WHAT TO PRODUCE
Scan the lines below and report each one containing "Please" by copying it.

DATA SECTION

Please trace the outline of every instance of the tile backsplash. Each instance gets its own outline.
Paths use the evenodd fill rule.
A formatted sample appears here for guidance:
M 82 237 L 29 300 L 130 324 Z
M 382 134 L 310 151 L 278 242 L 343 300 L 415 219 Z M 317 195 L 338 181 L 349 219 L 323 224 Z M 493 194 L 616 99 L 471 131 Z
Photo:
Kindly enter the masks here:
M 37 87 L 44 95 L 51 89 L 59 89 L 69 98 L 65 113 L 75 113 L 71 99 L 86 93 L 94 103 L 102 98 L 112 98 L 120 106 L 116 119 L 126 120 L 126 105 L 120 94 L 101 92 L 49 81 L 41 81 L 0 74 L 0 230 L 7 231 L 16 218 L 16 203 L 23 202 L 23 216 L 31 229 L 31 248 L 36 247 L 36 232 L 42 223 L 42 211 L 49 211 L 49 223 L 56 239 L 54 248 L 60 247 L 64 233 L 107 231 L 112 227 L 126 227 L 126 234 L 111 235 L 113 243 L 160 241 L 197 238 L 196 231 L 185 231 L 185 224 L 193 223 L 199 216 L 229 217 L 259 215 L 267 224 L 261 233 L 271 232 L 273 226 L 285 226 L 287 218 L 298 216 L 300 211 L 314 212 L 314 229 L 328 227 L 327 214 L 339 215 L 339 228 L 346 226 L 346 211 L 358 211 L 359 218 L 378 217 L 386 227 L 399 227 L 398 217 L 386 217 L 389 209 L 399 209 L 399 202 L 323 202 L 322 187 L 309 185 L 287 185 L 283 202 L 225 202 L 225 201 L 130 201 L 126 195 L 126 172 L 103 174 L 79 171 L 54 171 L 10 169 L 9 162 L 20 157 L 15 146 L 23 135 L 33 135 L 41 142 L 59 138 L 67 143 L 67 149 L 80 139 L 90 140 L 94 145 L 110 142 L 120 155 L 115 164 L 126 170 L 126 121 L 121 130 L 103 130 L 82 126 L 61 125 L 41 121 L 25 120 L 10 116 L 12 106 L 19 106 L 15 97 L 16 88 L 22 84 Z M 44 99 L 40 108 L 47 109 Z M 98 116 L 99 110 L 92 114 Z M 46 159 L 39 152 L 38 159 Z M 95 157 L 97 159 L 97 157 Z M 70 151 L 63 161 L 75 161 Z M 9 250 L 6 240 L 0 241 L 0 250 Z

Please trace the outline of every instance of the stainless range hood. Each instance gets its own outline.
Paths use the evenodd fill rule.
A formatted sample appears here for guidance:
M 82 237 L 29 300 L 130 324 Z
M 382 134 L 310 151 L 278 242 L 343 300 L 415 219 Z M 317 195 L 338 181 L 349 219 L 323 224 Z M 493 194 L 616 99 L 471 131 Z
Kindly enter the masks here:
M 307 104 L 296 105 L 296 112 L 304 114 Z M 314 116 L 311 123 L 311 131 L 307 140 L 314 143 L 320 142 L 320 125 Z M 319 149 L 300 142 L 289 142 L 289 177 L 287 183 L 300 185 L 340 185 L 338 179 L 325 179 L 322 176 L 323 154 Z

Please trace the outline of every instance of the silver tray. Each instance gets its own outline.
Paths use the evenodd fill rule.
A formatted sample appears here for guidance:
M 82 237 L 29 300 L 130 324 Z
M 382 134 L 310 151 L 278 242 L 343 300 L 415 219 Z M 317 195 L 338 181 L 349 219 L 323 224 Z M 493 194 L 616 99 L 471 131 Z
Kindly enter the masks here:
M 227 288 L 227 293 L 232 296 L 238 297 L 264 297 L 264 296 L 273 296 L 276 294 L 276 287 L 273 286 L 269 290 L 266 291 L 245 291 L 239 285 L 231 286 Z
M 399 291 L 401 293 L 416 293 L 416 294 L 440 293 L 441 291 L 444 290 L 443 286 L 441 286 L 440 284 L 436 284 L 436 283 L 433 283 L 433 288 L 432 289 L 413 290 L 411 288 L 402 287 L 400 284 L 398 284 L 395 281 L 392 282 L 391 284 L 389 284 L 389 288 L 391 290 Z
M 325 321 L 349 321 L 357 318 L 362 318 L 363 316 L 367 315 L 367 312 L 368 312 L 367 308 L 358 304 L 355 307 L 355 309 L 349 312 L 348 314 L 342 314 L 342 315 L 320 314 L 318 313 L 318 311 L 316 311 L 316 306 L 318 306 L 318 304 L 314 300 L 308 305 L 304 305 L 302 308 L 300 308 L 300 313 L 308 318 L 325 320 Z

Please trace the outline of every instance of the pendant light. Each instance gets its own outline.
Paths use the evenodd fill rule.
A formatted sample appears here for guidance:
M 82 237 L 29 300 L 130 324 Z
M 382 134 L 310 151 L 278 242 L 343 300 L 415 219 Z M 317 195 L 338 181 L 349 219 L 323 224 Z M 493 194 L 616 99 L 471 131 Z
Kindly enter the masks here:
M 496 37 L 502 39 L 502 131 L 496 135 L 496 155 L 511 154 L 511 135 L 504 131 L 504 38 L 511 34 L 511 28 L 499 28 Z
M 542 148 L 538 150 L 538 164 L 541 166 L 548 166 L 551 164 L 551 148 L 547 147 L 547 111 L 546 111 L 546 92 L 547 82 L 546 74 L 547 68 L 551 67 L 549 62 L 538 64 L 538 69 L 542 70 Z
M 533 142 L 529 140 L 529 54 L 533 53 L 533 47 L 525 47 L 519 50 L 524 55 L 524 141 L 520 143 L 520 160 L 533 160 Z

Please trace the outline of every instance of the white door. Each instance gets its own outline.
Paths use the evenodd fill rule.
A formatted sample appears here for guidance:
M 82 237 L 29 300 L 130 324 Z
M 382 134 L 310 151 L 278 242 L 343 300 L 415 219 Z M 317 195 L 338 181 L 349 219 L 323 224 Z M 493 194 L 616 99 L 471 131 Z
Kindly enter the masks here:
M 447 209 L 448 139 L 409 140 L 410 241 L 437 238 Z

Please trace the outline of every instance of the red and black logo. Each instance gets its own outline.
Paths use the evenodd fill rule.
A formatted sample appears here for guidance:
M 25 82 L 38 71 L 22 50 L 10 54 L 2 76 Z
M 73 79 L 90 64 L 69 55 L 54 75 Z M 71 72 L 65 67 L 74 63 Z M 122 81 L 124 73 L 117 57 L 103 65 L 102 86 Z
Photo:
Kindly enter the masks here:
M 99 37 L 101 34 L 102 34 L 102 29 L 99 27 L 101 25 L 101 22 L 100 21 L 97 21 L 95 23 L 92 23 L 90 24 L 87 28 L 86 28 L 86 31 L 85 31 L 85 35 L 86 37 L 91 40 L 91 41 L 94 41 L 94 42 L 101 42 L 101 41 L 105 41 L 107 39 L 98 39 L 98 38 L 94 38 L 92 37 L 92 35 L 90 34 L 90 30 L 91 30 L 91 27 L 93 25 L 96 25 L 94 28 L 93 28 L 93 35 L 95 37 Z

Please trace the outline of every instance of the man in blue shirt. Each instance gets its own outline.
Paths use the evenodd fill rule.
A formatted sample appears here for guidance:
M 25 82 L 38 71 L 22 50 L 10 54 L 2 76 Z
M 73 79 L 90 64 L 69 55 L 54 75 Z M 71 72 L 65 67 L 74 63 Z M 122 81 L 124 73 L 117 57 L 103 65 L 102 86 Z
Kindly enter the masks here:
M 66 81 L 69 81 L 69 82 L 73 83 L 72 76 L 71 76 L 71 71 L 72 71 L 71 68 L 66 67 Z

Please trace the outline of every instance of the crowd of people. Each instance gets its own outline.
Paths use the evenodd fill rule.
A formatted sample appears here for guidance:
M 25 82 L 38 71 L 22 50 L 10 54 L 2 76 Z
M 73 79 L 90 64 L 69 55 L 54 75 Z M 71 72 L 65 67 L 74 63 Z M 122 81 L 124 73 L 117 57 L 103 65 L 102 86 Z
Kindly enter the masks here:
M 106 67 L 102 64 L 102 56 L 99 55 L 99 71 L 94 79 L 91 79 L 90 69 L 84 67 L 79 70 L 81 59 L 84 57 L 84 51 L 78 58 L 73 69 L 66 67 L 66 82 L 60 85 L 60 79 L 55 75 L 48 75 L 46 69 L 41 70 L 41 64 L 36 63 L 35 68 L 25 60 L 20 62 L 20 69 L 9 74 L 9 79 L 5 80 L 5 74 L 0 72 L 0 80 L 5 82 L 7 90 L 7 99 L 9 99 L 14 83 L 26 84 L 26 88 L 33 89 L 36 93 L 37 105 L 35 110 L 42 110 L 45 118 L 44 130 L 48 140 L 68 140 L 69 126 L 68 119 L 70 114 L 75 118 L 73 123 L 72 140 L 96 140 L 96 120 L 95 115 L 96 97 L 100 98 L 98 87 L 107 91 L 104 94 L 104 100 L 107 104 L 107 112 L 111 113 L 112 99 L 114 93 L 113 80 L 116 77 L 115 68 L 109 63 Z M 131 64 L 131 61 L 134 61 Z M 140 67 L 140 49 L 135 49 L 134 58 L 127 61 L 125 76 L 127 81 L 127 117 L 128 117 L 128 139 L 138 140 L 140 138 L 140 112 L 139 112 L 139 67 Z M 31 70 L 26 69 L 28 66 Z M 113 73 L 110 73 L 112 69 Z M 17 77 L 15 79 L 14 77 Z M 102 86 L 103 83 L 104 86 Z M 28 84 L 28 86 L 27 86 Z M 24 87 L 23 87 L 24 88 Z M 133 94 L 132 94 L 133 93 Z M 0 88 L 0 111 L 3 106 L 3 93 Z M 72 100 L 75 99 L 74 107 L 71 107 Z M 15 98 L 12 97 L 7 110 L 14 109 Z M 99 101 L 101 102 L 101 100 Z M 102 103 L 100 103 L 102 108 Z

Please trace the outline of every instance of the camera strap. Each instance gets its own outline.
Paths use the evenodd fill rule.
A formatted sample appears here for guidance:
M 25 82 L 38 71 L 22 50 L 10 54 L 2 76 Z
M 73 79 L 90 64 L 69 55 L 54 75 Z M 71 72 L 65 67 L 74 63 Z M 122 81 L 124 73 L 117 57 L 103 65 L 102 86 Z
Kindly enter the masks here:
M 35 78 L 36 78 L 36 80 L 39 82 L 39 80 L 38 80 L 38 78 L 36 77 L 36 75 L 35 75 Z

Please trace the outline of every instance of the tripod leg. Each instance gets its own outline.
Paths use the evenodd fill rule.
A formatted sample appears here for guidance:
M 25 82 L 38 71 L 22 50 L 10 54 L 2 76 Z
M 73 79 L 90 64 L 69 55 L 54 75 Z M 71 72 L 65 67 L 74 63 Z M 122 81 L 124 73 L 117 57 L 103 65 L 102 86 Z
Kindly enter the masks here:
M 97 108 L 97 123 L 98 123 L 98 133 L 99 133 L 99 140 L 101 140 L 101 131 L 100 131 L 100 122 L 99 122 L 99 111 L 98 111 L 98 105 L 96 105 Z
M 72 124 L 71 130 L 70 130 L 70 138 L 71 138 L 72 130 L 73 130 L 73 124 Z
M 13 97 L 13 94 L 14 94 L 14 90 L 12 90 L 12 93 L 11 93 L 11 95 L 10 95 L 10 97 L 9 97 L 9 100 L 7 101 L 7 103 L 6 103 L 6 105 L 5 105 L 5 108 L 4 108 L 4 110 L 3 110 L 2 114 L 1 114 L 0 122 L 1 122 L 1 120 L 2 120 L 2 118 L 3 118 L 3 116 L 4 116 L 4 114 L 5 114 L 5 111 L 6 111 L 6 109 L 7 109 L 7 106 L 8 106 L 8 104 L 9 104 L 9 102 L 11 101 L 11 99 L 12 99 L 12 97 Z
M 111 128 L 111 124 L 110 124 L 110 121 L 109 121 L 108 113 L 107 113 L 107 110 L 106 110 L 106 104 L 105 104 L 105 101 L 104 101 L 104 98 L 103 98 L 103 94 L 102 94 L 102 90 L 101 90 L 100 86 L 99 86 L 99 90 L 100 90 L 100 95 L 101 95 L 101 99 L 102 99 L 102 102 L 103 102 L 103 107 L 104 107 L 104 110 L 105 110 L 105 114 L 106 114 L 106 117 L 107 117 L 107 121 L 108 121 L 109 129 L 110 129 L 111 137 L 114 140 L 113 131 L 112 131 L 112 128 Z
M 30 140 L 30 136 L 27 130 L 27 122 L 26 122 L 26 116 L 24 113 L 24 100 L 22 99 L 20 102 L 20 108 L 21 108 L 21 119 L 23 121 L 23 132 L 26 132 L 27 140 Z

ANSWER SPACE
Please trace the outline of every instance of the tile backsplash. Each instance gets its own outline.
Please trace the outline of every instance of the stainless range hood. Each instance gets its own outline.
Please trace the outline of every instance of the silver tray. Each instance gets its own outline.
Please trace the outline of every instance of the pendant light. Each instance gets its own outline.
Please trace the outline of every instance of the white door. Each instance gets its own outline.
Please trace the outline of every instance of the red and black logo. Each instance gets its own outline.
Please trace the outline of every instance of the man in blue shirt. Each instance gets its own outline.
Please trace the outline of every instance of the crowd of people. Each instance gets its own outline.
Please trace the outline of every instance of the camera strap. Each instance gets its own outline.
Please trace the outline of every instance of the tripod leg. Each instance gets its own outline.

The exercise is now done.